Two of the following three legal actions were actually taken in the recent past; the third occurs in William Gaddis’s masterful 1994 satire of the American legal system, A Frolic of His Own.

  1. A Pennsylvanian filed a lawsuit against Satan.
  2. A Californian filed an amicus brief on behalf of God.
  3. A Nebraskan filed a lawsuit against God.

Which is the fiction?

Counterintuitively for those who’d expect Satan to receive more public hostility than the Almighty, the fiction is the first of the three. The second, as Ed Brayton, president of Michigan Citizens for Science and a fellow at the Center for Independent Media, reported on Tuesday, is true: “The Kingdom of Heaven World Divine Mission“—through its emissary on earth, God’s “Advocatess” the “Divine Queen Mariette Do-Nguyen“—has filed a brief on behalf of God in the case challenging California’s Prop 8.” The third is true too; Brayton: “A lawsuit filed by a Nebraska legislator against God was recently dismissed because God could not be served with papers.” The first, the fiction, Gaddis’s suit against Satan, encounters a similarly practical dead end:

As was held in an earlier case before a district court in Pennsylvania, in which the plaintiff accused Satan of ruining his prospects by placing obstacles in his path, thereby depriving him of his constitutional rights, the complaint was dismissed for its failure to discover Satan’s residence within the judicial district, or instructions for the U.S. Marshal needed to serve the summons, and the failure to meet legal requirements necessary to maintain a probable class action, since the class would be so numerous that getting them all together for this purpose would be impractical.

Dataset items
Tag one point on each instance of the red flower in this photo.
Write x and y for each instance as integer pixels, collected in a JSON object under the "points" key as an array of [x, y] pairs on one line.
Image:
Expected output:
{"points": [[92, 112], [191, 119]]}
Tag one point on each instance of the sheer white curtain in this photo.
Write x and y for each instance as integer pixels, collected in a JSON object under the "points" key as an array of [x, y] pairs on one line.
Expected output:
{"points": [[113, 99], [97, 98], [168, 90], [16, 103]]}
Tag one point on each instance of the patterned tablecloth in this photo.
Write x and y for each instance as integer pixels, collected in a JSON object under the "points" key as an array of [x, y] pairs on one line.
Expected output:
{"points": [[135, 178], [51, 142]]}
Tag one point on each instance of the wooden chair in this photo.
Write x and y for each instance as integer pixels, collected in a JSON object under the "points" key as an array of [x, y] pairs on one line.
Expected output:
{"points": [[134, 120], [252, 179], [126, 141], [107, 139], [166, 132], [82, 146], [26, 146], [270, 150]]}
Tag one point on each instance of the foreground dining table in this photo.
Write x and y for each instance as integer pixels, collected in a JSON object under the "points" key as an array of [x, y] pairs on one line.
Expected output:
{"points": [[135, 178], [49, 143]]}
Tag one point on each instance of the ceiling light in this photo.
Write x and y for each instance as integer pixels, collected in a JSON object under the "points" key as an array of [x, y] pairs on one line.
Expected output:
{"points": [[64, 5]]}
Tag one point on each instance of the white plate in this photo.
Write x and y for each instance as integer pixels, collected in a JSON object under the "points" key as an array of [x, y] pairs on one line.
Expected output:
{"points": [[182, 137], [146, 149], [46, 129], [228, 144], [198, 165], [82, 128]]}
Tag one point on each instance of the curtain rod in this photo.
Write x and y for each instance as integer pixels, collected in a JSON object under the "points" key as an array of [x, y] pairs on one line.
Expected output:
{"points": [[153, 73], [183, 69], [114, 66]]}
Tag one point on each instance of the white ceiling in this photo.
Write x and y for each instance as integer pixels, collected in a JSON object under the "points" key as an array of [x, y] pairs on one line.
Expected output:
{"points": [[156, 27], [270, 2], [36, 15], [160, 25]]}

▶ [THE EXERCISE]
Retype the part of the passage about the three legal actions that opens with the words containing "As was held" and closes with "would be impractical.". The records are separate material, unrelated to the passage about the three legal actions.

▶ [EXERCISE RESULT]
As was held in an earlier case before a district court in Pennsylvania, in which the plaintiff accused Satan of ruining his prospects by placing obstacles in his path, thereby depriving him of his constitutional rights, the complaint was dismissed for its failure to discover Satan’s residence within the judicial district, or instructions for the U.S. Marshal needed to serve the summons, and the failure to meet legal requirements necessary to maintain a probable class action, since the class would be so numerous that getting them all together for this purpose would be impractical.